** start **

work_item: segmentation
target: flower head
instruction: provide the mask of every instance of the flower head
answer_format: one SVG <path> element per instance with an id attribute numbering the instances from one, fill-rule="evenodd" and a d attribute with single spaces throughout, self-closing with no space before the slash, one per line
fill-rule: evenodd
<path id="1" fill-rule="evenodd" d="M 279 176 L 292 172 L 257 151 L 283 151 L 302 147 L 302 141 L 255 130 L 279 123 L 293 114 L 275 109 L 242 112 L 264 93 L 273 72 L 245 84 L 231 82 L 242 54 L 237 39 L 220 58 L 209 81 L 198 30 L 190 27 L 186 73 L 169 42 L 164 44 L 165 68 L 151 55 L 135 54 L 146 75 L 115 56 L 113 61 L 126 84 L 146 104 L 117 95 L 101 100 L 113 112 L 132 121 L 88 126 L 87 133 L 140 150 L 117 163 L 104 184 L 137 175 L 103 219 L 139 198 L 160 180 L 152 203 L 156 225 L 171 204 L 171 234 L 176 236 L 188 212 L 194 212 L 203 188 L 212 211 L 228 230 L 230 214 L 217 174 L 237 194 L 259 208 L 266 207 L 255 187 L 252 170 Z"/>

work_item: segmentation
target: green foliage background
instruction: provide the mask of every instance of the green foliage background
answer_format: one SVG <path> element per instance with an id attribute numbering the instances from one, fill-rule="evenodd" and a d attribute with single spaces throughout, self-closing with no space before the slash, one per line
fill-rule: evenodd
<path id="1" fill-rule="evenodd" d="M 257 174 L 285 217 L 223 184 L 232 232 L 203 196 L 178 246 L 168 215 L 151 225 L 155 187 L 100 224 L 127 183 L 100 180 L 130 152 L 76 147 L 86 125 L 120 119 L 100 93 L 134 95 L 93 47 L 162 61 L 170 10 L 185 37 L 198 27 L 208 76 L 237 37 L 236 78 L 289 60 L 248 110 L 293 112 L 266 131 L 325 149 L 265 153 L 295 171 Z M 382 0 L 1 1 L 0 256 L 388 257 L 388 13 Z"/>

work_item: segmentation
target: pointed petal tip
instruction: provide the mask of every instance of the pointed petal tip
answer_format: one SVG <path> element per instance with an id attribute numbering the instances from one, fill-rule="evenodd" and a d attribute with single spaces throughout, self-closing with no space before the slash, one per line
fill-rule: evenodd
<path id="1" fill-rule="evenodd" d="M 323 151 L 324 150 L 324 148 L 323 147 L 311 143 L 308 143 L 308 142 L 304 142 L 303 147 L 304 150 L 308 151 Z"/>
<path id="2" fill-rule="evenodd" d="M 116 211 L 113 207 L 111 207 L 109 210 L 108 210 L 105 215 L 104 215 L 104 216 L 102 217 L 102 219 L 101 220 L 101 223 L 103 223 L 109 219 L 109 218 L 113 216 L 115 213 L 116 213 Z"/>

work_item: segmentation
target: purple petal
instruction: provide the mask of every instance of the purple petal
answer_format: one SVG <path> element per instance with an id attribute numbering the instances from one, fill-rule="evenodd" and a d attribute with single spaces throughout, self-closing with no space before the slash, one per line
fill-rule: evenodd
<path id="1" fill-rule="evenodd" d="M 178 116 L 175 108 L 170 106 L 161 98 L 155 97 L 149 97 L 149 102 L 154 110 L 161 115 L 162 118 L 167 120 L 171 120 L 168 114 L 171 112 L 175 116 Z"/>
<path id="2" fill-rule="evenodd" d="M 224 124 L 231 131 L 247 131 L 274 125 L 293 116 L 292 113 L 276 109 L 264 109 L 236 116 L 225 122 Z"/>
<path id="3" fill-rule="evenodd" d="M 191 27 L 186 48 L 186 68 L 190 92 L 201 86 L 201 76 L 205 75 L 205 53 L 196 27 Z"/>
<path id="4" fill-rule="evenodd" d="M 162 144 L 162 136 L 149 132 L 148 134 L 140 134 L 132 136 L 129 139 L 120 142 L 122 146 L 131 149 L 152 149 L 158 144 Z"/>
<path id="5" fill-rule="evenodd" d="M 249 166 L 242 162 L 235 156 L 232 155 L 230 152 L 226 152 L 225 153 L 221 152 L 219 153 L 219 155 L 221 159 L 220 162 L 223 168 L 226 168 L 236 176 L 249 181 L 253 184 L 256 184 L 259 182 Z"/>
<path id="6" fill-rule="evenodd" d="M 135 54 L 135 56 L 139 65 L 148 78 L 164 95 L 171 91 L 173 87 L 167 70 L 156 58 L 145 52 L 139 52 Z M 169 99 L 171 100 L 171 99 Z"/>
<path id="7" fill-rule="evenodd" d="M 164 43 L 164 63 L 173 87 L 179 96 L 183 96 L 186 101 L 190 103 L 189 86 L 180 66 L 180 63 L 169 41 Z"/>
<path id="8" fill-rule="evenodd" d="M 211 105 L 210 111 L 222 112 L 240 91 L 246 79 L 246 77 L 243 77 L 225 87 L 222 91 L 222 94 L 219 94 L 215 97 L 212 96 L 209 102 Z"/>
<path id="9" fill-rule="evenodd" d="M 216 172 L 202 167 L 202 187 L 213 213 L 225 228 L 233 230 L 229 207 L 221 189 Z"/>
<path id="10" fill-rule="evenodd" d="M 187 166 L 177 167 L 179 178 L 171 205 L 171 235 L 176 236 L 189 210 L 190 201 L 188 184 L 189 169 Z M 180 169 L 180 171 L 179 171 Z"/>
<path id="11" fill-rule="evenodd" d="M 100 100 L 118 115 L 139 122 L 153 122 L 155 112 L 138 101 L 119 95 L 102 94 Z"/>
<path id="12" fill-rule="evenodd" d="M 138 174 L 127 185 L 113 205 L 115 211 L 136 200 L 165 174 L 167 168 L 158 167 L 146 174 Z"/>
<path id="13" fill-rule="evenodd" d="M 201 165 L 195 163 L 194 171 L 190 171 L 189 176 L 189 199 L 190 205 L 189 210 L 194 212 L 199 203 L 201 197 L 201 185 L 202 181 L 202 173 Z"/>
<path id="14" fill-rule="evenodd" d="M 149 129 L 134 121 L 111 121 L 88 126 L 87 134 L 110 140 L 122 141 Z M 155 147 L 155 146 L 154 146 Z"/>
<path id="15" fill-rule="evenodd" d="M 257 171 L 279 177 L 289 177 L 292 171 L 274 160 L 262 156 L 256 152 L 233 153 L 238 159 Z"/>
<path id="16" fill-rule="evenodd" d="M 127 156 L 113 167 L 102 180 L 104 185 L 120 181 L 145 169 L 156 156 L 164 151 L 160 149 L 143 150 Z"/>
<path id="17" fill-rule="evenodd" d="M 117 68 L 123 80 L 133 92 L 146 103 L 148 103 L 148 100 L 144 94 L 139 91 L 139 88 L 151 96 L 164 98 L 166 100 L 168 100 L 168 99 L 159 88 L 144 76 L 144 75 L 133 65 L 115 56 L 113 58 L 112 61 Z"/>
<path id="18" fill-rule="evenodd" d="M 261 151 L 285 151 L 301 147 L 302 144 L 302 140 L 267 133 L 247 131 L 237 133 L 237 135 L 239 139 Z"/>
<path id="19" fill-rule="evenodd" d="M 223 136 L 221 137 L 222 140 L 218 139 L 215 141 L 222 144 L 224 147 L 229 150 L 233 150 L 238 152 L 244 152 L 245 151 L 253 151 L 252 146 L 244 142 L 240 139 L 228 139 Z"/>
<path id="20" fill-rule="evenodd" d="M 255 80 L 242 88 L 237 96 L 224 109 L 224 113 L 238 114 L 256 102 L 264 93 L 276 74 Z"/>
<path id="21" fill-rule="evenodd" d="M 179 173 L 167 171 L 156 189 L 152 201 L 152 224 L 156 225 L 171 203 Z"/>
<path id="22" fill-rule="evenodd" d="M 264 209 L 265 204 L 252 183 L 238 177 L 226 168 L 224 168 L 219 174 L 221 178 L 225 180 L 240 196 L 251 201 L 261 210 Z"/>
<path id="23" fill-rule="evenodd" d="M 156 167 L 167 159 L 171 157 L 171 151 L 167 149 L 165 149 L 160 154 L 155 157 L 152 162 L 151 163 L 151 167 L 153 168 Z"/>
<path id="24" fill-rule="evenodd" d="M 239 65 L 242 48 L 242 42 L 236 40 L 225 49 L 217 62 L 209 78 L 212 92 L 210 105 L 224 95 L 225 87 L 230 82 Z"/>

** end **

REQUIREMENT
Reproduce the rows from the start through the line containing "257 174 L 285", both ends included and requests retained. Scale every coordinate in the answers by 0.9 and round each result to a whole number, with halves rounded up.

EXERCISE SOLUTION
work_item: segmentation
target: flower head
instruction: provide the mask of every instance of the flower head
answer_format: one SVG <path> element per instance with an id attribute numbering the instances from one, fill-rule="evenodd" and a d attribute with single spaces throughout, self-closing with no space before the slash, one per line
fill-rule: evenodd
<path id="1" fill-rule="evenodd" d="M 251 158 L 263 155 L 231 136 L 255 136 L 272 132 L 272 127 L 230 117 L 251 111 L 264 103 L 248 98 L 218 101 L 238 84 L 246 65 L 221 76 L 208 74 L 218 49 L 213 35 L 198 52 L 188 73 L 178 27 L 171 24 L 167 66 L 152 38 L 148 40 L 149 61 L 136 50 L 122 49 L 131 68 L 104 50 L 102 55 L 113 76 L 131 94 L 105 86 L 91 90 L 102 101 L 119 109 L 79 113 L 78 120 L 126 135 L 105 147 L 94 166 L 123 158 L 93 197 L 125 178 L 144 162 L 137 183 L 140 203 L 154 184 L 154 211 L 158 212 L 169 191 L 175 191 L 183 169 L 191 190 L 205 207 L 207 193 L 195 157 L 213 175 L 233 187 L 239 186 L 230 168 L 227 153 Z"/>

work_item: segmentation
target: green foliage background
instruction: provide the mask of every instance of the green foliage background
answer_format: one SVG <path> element per instance with an id attribute numbering the instances from one, fill-rule="evenodd" and a d attribute with single spaces throughout, self-closing with no space before the slash, one per line
fill-rule: evenodd
<path id="1" fill-rule="evenodd" d="M 231 157 L 257 195 L 201 166 L 209 209 L 183 176 L 160 221 L 151 194 L 136 203 L 140 168 L 90 202 L 114 165 L 90 162 L 117 137 L 68 132 L 77 113 L 108 107 L 90 84 L 121 86 L 84 42 L 146 55 L 153 9 L 167 33 L 178 24 L 187 68 L 213 33 L 212 70 L 260 54 L 223 99 L 264 101 L 239 118 L 293 134 L 239 138 L 266 154 Z M 344 0 L 1 1 L 0 230 L 349 231 L 349 12 Z"/>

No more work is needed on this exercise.